### Data ###

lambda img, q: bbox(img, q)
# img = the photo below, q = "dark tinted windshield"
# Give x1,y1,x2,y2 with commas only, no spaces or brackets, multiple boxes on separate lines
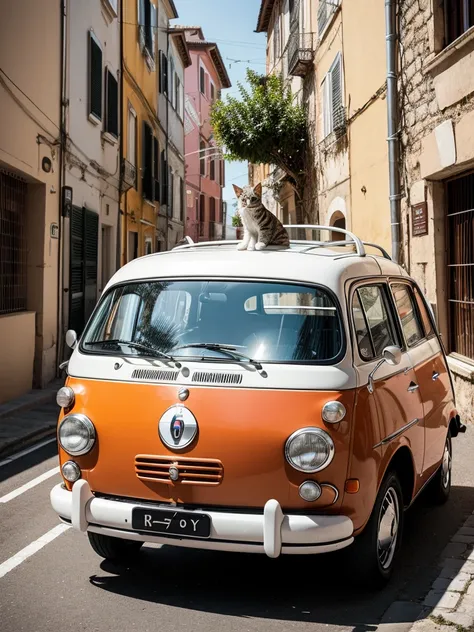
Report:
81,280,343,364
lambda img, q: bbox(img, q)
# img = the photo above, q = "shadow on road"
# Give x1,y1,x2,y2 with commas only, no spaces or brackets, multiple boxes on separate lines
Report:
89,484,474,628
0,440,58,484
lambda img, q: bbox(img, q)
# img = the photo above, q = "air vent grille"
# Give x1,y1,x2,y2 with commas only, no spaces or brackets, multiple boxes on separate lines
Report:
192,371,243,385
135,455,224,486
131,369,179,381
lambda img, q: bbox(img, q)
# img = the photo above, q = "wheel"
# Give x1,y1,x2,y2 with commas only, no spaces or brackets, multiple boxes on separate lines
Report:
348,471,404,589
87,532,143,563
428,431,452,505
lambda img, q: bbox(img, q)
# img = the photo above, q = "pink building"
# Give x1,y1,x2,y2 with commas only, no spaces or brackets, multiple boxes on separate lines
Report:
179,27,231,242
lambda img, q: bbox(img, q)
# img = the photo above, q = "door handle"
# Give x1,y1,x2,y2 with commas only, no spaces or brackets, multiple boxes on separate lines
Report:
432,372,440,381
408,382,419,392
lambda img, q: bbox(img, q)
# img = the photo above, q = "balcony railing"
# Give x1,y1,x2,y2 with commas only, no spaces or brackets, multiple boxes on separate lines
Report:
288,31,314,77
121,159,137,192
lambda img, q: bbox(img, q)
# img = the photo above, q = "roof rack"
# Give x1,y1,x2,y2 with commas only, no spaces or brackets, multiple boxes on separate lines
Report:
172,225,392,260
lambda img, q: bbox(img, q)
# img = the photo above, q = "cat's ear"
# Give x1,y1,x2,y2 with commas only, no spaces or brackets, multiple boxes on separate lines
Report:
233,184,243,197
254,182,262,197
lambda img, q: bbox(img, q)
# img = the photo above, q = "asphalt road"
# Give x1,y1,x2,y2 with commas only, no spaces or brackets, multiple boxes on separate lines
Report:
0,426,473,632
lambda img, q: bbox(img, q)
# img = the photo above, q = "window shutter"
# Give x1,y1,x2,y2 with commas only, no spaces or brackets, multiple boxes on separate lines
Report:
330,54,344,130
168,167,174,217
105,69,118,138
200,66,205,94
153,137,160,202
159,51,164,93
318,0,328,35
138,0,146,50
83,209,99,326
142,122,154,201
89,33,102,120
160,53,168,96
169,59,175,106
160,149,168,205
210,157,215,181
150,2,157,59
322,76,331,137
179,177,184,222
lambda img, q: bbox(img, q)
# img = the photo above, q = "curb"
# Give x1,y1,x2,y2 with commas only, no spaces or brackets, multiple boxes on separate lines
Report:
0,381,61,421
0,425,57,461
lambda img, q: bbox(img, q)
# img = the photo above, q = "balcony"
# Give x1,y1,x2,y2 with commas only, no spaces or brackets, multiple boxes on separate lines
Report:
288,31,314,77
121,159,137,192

###
### Data ###

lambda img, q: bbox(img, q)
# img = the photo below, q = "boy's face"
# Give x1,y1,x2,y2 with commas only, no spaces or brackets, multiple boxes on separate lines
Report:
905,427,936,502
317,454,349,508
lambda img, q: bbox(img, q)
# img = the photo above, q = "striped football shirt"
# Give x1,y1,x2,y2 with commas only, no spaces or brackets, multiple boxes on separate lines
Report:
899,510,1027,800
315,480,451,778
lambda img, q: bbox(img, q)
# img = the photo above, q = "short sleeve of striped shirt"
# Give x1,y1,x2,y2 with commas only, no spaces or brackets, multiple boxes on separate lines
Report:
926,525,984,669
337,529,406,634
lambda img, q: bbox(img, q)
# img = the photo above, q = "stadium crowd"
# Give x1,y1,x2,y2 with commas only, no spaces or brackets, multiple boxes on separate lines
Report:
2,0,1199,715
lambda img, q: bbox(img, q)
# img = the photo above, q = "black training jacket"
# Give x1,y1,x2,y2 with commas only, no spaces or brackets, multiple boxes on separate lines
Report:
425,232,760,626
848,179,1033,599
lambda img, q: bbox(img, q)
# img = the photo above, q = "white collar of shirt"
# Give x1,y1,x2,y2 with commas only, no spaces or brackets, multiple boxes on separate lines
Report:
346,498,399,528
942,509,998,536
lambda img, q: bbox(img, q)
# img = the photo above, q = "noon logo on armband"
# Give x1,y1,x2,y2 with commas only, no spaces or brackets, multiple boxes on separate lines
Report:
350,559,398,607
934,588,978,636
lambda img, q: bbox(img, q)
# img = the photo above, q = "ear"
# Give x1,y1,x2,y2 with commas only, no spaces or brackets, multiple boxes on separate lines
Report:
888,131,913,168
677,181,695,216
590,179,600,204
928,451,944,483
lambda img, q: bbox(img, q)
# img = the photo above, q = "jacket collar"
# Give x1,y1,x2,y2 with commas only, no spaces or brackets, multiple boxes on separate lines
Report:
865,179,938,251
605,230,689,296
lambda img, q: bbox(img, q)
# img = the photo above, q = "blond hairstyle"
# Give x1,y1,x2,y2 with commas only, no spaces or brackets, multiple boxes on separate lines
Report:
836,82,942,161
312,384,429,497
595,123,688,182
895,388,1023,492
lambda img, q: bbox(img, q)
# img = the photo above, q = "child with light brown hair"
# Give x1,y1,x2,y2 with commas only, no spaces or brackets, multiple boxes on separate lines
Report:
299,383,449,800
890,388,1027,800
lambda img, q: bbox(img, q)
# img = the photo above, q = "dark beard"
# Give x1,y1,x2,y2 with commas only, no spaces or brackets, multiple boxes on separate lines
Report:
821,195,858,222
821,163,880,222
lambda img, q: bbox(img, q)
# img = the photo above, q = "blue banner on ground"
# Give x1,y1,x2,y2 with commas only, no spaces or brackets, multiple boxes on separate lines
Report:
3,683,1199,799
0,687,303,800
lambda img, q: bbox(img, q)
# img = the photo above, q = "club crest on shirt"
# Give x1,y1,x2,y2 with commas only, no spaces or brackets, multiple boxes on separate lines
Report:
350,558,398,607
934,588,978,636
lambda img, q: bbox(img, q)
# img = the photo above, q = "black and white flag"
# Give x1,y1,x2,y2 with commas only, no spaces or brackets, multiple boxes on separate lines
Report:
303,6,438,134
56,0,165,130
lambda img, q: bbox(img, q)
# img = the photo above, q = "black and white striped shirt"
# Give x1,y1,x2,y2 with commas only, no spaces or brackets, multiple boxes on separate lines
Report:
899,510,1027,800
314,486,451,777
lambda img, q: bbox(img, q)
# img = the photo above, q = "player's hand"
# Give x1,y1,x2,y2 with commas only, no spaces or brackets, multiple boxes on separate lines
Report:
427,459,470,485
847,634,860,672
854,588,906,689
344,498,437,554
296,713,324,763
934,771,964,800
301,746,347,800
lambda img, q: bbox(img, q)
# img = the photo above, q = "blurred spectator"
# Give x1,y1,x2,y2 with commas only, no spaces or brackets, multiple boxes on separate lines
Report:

###
### Data ###

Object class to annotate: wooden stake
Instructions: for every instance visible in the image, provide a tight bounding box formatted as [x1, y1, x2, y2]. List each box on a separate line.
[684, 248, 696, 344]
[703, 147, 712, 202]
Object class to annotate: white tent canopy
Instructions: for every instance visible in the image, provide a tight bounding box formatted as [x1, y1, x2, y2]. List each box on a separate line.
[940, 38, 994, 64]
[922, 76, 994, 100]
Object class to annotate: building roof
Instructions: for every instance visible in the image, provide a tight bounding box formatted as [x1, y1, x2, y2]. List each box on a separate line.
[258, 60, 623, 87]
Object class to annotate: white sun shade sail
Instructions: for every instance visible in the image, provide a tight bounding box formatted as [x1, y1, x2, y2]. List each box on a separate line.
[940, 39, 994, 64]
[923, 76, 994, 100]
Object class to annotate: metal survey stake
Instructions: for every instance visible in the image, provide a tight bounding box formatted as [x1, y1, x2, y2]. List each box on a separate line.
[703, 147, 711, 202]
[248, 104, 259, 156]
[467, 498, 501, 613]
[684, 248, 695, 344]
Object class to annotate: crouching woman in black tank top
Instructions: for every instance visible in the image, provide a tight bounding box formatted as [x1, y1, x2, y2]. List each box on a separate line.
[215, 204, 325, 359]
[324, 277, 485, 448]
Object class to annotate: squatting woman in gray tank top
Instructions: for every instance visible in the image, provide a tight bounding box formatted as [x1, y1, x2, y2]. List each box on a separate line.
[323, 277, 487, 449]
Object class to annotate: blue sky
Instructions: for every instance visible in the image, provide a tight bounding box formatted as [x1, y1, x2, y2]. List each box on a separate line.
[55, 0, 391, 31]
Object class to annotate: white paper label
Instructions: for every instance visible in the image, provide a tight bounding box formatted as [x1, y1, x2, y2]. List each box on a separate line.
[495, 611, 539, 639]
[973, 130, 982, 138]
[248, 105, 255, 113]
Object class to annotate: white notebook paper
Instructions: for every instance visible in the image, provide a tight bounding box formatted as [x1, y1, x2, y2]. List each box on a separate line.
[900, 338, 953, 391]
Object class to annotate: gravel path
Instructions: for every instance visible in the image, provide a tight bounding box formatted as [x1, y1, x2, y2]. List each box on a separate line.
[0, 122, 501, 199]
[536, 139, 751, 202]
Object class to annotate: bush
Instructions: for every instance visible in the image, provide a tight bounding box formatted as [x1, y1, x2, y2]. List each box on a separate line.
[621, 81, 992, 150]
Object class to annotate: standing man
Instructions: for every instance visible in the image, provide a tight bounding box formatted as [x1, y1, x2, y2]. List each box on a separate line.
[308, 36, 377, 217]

###

Task: In the entries above, find each line that has the word "woman". Copy it.

Task solution:
Object class to annotate: crouching woman in black tank top
Object class to annotate: squatting woman in gray tank top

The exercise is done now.